── Textauszug ──

Das Bild trägt den Titel »Rückblick«. Entstanden ist es im laufenden Jahr. Geschaffen hat es der Düsseldorfer Fotokünstler Andreas Gursky. Es ist ein Riesenformat, denn es ist rund zwei Meter fünfzig hoch und fast fünf Meter breit. Doch wen oder was zeigt es? Vier Rückenfiguren, bis zur Schulterpartie gegeben, in einem Raum, der offenbar von außen durch eine große Fensterscheibe gesehen ist. Die Personen sitzen in schwarzen Ledersesseln, in exakt gleichem Abstand wie auf einer Perlenschnur nebeneinander gereiht. Es handelt sich um eine Frau und drei Männer. Sie trägt einen kräftig gelben Blazer, die Männer dunkle Sakkos. Sie ist mittelblond, zwei Herren haben schlohweißes, der dritte kräftig schwarzes Haar. Alle Gestalten sind im verlorenen Profil gegeben, das heißt man erkennt nur knapp den Verlauf ihrer Gesichtskanten. Die beiden mittleren Figuren scheinen in eine Unterhaltung vertieft zu sein, ihre Köpfe sind einander leicht zugeneigt. Wie der aufsteigende Qualm belegt, raucht der ältere Gesprächspartner eine Zigarette. Die beiden Gestalten, die das Paar in der Mitte rahmen, blicken ins Leere oder vor sich hin. An der Wand gegenüber hängt ein großformatiges Gemälde in einem kräftigen Rotton, der von einigen helleren Längsstreifen gekreuzt wird.

───
── Rohdaten ──

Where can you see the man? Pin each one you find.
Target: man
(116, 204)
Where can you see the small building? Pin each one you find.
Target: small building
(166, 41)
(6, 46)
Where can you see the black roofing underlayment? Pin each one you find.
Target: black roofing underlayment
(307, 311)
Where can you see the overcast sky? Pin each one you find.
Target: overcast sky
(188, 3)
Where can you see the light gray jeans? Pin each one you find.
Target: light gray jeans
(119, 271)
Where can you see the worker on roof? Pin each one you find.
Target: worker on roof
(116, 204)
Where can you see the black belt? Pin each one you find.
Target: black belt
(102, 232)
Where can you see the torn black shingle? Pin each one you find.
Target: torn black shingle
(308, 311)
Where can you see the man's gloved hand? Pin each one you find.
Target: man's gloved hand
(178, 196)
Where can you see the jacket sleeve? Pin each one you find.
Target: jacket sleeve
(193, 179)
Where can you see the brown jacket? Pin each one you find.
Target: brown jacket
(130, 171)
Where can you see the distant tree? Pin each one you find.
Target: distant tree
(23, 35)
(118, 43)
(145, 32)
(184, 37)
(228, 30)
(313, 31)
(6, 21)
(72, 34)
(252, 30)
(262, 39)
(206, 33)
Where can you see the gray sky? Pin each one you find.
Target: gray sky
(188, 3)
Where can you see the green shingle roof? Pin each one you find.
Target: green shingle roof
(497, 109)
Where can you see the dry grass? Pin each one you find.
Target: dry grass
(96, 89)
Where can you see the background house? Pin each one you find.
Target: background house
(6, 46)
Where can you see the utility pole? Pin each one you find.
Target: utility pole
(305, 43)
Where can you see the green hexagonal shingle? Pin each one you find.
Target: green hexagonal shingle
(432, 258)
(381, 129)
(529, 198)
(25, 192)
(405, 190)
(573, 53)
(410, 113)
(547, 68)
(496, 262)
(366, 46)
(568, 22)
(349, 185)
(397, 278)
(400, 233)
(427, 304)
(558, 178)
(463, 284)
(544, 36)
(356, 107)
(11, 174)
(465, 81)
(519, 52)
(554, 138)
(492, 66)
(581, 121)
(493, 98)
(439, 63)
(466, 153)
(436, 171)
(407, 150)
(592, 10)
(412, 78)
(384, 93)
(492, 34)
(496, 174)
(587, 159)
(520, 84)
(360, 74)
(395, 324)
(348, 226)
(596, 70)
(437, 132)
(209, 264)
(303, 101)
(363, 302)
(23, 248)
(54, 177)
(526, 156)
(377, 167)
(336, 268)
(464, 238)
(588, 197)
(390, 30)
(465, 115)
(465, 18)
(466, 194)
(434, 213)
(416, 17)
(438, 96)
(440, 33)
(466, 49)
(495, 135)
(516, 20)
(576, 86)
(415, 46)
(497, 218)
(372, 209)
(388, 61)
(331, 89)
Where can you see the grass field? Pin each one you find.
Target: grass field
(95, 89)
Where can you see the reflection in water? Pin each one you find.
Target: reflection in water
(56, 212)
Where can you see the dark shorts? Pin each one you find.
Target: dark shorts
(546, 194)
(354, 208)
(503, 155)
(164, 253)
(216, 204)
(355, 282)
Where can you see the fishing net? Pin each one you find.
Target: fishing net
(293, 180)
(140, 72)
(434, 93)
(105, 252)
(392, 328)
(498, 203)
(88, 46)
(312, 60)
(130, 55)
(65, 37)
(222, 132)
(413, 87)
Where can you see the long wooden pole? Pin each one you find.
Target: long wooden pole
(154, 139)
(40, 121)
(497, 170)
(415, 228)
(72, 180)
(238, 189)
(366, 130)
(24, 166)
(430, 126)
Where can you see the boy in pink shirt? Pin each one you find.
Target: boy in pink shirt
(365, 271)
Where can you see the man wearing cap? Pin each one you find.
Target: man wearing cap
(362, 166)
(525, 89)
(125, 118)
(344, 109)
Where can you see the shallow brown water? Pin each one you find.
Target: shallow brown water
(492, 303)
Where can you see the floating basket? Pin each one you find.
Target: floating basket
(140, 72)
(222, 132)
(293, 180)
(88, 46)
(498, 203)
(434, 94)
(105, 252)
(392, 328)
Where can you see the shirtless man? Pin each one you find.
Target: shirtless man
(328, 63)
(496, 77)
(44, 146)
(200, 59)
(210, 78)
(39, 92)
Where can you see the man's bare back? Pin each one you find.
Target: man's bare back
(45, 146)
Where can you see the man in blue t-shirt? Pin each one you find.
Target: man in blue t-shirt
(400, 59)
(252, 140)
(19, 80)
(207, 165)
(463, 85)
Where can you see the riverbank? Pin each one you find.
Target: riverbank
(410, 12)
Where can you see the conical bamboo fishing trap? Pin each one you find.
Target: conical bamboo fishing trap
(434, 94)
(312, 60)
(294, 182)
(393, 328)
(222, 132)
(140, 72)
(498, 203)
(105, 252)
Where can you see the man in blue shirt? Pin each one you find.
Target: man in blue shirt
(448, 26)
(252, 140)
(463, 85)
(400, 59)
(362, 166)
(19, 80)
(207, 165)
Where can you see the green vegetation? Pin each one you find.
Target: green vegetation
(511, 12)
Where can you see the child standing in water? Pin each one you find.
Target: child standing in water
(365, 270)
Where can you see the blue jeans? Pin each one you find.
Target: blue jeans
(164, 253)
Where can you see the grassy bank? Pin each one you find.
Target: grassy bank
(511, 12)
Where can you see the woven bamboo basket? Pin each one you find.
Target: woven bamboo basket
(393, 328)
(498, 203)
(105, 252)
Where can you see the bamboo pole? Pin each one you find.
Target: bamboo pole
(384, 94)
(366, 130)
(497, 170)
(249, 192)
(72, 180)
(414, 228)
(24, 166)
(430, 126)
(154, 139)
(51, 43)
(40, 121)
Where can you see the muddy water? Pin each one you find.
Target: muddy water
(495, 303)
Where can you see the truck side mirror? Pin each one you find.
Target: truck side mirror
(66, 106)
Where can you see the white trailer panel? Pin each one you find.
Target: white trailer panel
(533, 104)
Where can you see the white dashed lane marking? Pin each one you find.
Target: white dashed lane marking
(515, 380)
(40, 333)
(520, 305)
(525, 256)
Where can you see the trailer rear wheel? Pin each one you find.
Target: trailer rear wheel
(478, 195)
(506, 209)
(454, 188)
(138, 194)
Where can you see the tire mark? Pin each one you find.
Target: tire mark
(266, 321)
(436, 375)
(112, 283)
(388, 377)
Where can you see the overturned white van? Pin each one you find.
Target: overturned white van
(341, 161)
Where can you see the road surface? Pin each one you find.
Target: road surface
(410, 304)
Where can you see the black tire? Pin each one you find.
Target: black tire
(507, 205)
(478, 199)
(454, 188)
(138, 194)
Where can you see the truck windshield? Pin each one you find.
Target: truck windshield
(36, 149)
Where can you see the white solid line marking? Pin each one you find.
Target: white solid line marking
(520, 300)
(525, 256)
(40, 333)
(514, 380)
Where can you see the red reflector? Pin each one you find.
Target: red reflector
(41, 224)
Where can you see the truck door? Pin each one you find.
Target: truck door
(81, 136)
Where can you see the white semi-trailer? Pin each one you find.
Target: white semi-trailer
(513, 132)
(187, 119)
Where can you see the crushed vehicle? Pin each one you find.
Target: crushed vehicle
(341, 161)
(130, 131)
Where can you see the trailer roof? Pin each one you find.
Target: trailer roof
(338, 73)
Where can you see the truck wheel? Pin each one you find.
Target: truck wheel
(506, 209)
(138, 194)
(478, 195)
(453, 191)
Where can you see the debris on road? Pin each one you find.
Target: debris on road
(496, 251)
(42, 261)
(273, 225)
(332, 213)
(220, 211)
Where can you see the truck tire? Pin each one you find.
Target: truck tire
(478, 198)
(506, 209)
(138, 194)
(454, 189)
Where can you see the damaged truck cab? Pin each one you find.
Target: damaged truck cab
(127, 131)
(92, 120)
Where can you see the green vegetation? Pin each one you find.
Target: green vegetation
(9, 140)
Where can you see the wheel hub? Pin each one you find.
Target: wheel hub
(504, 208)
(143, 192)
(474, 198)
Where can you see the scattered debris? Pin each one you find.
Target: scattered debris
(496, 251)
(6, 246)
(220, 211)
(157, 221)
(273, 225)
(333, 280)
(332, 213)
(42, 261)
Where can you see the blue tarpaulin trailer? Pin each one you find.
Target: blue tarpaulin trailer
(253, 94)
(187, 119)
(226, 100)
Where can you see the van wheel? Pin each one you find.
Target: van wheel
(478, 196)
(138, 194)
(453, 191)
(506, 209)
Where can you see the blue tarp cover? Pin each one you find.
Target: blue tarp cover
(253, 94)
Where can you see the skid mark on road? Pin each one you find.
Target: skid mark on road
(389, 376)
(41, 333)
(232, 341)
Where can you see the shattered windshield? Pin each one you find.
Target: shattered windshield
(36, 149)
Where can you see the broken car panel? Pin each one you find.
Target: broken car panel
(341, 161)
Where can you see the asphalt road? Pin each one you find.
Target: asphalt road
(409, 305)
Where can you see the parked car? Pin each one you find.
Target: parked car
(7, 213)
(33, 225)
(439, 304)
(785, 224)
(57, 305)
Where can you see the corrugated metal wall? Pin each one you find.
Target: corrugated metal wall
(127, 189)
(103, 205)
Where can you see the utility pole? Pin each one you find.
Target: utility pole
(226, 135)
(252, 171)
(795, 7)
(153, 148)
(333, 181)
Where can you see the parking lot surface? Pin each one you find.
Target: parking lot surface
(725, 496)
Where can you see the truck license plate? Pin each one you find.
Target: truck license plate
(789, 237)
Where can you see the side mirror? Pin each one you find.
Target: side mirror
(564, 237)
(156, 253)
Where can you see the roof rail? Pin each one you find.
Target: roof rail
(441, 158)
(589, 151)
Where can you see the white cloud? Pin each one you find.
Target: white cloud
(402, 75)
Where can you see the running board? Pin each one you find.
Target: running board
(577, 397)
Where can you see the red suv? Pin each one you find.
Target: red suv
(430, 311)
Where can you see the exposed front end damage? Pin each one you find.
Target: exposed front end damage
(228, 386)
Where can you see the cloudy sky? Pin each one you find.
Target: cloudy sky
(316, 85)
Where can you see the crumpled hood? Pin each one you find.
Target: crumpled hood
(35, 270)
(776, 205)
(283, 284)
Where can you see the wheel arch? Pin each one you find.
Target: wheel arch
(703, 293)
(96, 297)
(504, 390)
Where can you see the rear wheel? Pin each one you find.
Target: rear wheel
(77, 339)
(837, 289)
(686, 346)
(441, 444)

───

● Aufgabendetails:
Schreibe die Beschreibung von Andreas Gurskys Fotografie »Rückblick« im Anschluss an ihren letzten Satz weiter.

● Schriftliche Antwort:
Die Szene erinnert an einen Wartesaal, allerdings geht hier alles ein wenig zu steif und zu nobel zu. Die Personen lassen sich vielleicht nicht auf den ersten, aber doch auf den zweiten Blick erkennen. Sie sind derart prominent, dass bereits wenige Kennzeichen, darunter Kopfform, Kleider- und Haartracht sowie karge Gesichtszüge genügen, sie zu identifizieren. Es handelt sich von links nach rechts um Gerhard Schröder, Helmut Schmidt, Angela Merkel und Helmut Kohl. Drei Alt-Bundeskanzler und die amtierende Kanzlerin. Das Quartett der Regierungschefs, das seit 1974 die Geschicke Deutschlands lenkt oder gelenkt hat. Zwei Sozial- und zwei Christdemokraten. Ein Denkbild, kein Pressebild. Die gezeigte Begegnung hat es nie gegeben, sie ist aber bis heute durchaus denkbar. Der Künstler hat sie erfunden und am Bildschirm digital aus mehreren Einzelfotos, die er getrennt und an unterschiedlichen Orten aufgenommen hat, zum Gruppenbild zusammengefügt. Auch der Raum mit dem Gemälde des amerikanischen Expressionisten Barnett Newman aus dem Jahr 1951 als Hintergrund ist fiktiv, gemeint aber ist natürlich das Kanzleramt.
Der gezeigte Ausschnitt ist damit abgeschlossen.